## [Text extract]

But there's no pattern right now anywhere - resistence mean nothing , charts , who buys out who . Things take off this time last wk yet good news from the states this wk at the same period but it dies - all very weird right now .
One company does something huge- nothing , another does nothing , jumps 40% she's a whole new animal lately isn't it - well to me anyway which I guess all the pro's have delt with many times eh.
Where as I do agree with trembling I also see other remarks here as she is certainly not behaving herself and without the experience and the old account looking pretty grim- beginning to wonder if I should be on that fence for awhile.
Cheers


----------



## tech/a (20 March 2008)

(1) I dont think you know whether your trading plan or the way your trading has a positive expectancy.From what youve written 



> Meanwhile the very stock I've had in mind and ordered but cancelled - comes in and even well under what I was willing to pay for it if only I'd waited which I spose happens to everyone but I do seem to be doing extra well in that area lately .




I doubt you have one which you know will return consistent profit---hit and miss,in a bull market you can have more hits than misses.

(2) It appears you only trade long. If you dont have the capability of trading short and your trading stock only the next few years will see you out of the business of trading.

(3) More than likely your holding your losers and cutting your winners short.



> of all my analysis is the old ordering or selling finger [ on that key board ] seems to be my worst enemy at the moment.




Id take the advice of not trading until you know you have a consistently profitable trading methodology.Its OK for TH to suggest you keep going if you had a clearly profitable method with a blueprint of results that was showing wether you were simply in drawdown or going broke.

Thats about all I can add from the little info presented.
A plans not worth the paper its written upon unless you KNOW* WHY* its profitable.
If you cant answer this your in the wrong business.---well possibly not for much longer.


----------



## mayk (20 March 2008)

Talking of BHP it is aging down in LSE tonight  No dead cat bounce either for this baby. Someone does not like BHP.....


----------



## >Apocalypto< (20 March 2008)

dhukka said:


> How about putting things in paragraphs and then someone might actually read it.




Great post dhukka.

you feel like a big man now.


----------



## r m (20 March 2008)

dhukka said:


> BTW: A dictionary wouldn't go astray either.




It looks like the dictionary has already gone astray.  

My advice:
Take one trade at a time and try to detach yourself emotionally from the excitement/fear you encounter as you trade.
Before you trade, count to 10, walk around the room.  Stop and think, do I really want to do this?  Am I sure?  Then write down your exit plan.  If it goes up I get out at ..., if it goes down I get out at..., after x period of time I ..., etc.  Then, if you are sure carry out the trade.  Then stick to your exit plan.
You will be right some of the time and wrong at other times.  Accept  that rather than get upset when you are wrong.


----------



## zengin (20 March 2008)

Great post Dhukka
Blaster needs advice not a teacher, if you have nothing good to say please dont say anything


----------



## Whiskers (21 March 2008)

zengin said:


> Great post Dhukka
> Blaster needs advice not a teacher, if you have nothing good to say please dont say anything




Auh... don't be too tough on the old perennial on-heat magpie. It's about all he knows what to do.

## [Goal]
Quote the passage of the trading forum thread starting at "(3) More than" and ending at "for much longer.". The material that follows was drawn from a separate source.

## [Available data]
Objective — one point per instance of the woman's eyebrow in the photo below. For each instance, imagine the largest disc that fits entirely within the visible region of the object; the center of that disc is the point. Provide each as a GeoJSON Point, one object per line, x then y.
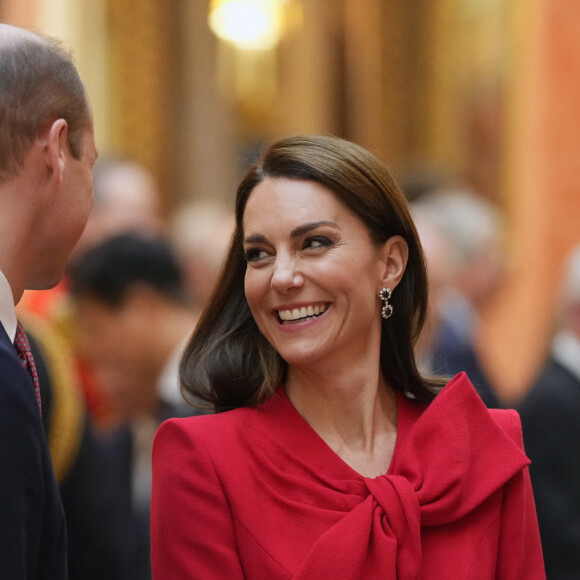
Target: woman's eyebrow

## [Answer to the problem]
(3) More than likely your holding your losers and cutting your winners short.



> of all my analysis is the old ordering or selling finger [ on that key board ] seems to be my worst enemy at the moment.




Id take the advice of not trading until you know you have a consistently profitable trading methodology.Its OK for TH to suggest you keep going if you had a clearly profitable method with a blueprint of results that was showing wether you were simply in drawdown or going broke.

Thats about all I can add from the little info presented.
A plans not worth the paper its written upon unless you KNOW* WHY* its profitable.
If you cant answer this your in the wrong business.---well possibly not for much longer.